(Excerpts from point annotation data)
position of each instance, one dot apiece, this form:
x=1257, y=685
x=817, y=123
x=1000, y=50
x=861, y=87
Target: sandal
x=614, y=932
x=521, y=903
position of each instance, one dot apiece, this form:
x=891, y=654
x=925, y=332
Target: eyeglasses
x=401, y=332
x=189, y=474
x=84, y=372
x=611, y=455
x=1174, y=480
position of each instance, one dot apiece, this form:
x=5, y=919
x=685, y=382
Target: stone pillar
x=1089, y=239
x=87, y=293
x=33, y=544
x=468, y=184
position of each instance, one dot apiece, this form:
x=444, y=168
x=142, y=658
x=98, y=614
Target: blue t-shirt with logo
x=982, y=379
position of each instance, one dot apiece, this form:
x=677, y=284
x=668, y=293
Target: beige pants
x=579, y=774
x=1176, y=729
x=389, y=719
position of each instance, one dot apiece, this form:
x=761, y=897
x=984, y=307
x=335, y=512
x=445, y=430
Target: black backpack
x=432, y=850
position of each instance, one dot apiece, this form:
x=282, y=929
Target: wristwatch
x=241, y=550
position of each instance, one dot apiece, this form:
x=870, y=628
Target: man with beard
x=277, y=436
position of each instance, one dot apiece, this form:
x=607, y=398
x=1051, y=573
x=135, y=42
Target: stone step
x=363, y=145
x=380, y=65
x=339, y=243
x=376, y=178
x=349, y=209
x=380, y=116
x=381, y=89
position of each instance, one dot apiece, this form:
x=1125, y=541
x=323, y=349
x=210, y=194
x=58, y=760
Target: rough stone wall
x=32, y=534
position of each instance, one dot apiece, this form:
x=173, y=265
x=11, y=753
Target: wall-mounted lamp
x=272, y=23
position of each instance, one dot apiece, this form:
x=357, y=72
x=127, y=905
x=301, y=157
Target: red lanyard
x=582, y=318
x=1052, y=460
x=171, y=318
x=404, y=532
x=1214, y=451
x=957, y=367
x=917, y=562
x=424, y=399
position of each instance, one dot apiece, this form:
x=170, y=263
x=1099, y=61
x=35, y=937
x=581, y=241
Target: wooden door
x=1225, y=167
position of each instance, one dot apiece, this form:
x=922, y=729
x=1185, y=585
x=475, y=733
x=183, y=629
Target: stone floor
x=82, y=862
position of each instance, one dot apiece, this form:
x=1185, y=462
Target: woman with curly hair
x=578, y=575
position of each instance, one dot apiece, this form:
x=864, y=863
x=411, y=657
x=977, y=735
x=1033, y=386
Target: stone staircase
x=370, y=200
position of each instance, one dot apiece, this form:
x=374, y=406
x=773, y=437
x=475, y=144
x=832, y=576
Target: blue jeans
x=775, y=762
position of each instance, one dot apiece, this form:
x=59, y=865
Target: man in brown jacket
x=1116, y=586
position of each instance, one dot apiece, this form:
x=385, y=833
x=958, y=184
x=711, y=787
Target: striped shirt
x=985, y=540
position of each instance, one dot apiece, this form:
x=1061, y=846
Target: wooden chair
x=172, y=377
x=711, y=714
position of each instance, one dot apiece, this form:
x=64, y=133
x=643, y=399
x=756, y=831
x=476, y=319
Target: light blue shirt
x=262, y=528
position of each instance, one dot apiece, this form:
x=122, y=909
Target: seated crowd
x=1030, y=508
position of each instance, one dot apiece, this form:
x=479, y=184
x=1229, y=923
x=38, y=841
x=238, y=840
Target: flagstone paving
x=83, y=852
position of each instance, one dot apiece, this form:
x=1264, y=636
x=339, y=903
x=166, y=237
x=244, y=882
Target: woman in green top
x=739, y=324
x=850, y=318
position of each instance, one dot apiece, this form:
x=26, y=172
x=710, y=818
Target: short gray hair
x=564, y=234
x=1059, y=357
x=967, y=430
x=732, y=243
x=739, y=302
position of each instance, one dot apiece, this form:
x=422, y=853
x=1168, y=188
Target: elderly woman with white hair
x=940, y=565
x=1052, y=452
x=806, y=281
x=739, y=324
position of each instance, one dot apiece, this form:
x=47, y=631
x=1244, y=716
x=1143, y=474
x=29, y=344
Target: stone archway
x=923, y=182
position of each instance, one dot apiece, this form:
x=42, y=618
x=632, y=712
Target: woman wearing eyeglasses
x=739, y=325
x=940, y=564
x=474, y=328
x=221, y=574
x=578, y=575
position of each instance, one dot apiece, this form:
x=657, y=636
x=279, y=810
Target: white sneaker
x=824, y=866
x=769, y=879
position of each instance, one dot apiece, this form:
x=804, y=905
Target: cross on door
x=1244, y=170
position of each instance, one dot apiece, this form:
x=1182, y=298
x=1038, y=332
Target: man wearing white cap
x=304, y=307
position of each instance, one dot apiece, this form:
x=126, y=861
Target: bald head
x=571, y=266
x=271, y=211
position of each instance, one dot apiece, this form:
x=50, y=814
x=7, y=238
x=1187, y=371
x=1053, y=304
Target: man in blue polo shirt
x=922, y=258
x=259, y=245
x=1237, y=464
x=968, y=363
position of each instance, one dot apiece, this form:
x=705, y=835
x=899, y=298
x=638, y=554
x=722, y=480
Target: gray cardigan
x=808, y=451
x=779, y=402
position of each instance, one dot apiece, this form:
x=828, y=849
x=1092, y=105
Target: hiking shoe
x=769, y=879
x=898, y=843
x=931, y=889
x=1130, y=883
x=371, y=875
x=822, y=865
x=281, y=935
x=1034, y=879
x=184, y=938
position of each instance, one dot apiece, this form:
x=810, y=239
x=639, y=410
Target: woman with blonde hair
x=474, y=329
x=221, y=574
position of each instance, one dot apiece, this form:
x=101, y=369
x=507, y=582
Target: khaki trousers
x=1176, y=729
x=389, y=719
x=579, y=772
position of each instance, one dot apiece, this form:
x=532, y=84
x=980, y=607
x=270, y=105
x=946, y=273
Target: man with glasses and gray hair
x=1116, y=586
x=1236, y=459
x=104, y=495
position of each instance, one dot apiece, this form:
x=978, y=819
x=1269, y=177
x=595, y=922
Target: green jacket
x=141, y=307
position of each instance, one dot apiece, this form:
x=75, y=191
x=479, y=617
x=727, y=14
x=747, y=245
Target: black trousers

==

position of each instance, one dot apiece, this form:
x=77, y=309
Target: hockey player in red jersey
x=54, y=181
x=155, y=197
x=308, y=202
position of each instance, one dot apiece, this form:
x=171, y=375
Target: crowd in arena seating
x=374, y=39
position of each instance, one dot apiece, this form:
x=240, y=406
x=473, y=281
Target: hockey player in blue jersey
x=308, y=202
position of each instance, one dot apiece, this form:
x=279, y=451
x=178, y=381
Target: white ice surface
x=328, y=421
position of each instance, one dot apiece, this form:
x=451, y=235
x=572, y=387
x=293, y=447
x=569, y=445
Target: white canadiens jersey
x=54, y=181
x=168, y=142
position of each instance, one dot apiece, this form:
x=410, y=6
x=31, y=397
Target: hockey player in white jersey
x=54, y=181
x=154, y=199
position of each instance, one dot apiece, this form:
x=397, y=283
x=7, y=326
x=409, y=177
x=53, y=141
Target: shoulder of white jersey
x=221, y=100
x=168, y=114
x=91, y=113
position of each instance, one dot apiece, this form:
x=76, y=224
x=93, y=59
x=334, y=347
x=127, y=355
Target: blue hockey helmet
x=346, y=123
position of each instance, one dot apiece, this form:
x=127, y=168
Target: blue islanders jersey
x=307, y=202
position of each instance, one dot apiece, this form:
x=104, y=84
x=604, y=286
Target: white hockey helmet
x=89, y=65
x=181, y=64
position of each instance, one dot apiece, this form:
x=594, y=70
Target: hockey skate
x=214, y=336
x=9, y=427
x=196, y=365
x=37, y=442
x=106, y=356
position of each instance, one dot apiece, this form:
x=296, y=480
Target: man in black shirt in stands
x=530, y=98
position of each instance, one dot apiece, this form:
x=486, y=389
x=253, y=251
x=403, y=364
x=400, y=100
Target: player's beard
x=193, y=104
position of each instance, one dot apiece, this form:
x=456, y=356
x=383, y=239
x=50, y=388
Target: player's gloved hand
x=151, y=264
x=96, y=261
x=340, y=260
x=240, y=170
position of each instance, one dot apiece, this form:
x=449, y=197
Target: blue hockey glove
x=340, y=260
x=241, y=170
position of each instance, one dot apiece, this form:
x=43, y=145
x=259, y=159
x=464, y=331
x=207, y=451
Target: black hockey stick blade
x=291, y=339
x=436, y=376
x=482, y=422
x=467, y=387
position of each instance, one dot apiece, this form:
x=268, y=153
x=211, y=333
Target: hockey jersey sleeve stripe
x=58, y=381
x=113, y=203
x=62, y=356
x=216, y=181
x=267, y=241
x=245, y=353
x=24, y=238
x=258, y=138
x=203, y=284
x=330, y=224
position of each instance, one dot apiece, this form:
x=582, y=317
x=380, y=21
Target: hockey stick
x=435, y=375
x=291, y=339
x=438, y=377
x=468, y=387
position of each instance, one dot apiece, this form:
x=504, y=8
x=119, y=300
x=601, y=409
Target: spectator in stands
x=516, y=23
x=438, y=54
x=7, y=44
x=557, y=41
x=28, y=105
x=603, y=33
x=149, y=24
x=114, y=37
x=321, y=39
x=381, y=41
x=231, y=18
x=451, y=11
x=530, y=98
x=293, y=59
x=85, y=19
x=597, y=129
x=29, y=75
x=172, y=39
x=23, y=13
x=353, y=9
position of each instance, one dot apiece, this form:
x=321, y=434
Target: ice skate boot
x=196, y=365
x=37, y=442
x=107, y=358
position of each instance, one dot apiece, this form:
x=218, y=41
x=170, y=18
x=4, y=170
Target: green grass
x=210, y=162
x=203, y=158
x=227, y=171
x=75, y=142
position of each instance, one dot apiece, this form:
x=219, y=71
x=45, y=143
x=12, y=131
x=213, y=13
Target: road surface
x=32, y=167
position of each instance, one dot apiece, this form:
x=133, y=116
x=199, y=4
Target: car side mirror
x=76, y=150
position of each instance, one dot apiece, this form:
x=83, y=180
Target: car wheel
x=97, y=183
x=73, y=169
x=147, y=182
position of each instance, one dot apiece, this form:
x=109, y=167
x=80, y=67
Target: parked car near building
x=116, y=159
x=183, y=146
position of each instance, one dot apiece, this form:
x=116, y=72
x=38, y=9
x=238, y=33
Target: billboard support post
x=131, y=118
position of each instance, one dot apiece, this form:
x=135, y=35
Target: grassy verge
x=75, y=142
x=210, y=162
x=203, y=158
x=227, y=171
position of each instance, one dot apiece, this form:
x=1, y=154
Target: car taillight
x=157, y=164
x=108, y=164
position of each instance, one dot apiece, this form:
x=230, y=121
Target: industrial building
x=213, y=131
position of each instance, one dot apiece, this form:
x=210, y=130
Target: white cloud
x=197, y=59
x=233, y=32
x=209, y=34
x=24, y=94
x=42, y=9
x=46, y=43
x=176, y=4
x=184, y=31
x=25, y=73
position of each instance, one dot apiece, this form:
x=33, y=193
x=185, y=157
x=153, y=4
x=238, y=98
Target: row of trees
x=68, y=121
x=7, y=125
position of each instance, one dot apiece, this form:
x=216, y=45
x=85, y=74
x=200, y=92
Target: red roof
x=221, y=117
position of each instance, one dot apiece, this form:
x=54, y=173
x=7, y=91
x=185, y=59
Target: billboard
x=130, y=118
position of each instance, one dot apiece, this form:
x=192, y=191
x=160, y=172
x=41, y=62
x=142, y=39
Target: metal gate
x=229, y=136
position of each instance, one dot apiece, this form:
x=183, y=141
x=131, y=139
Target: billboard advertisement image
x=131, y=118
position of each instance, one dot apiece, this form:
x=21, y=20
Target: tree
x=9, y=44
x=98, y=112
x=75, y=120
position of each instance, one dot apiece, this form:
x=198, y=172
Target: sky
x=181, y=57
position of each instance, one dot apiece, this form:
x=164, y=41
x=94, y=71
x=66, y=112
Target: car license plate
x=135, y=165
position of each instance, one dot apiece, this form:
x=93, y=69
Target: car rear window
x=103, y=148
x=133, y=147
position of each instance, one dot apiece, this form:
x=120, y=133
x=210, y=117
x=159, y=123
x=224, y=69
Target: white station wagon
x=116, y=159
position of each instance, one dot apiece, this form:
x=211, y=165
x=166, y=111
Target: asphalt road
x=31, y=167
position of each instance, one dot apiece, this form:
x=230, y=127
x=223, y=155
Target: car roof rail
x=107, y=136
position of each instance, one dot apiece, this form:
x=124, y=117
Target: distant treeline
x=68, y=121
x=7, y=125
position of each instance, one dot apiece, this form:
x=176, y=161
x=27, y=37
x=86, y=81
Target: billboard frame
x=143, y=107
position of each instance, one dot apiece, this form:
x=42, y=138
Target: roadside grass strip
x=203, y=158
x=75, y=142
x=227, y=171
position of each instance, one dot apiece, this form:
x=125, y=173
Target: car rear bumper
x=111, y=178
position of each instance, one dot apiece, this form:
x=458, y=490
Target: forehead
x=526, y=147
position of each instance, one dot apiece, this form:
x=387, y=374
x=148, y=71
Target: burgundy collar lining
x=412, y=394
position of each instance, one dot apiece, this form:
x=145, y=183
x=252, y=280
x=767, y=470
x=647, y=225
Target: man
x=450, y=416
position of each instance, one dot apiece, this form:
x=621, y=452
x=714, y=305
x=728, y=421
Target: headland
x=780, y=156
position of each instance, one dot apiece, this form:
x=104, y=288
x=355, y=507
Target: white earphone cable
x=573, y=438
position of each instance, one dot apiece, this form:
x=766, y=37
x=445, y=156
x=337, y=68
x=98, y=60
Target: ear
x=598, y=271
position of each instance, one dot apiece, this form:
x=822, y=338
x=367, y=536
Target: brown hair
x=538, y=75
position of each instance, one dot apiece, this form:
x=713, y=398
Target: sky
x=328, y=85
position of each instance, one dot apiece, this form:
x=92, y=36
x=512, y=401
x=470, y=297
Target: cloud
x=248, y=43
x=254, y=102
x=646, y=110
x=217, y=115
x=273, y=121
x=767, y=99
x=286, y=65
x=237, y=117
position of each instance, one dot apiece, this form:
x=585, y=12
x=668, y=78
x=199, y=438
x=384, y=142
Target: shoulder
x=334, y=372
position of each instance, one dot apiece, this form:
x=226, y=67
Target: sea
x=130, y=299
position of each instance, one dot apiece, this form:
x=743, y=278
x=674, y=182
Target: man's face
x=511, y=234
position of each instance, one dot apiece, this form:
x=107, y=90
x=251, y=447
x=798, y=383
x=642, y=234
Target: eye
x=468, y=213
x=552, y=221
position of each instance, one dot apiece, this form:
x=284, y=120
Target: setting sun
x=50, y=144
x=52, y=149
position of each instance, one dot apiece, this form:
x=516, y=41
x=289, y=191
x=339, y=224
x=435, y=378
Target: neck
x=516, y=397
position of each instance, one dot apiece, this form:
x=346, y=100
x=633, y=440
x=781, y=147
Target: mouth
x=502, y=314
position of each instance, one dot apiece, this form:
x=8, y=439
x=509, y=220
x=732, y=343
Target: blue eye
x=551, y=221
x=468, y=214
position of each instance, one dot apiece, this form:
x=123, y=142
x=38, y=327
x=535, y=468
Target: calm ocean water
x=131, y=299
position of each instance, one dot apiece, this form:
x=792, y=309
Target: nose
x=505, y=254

## What to work on
Gather every line of the data above that contains the string "stands" and copy each one in full. Matching is case-sensitive.

## Reply
Target: man in black shirt in stands
Target: spectator in stands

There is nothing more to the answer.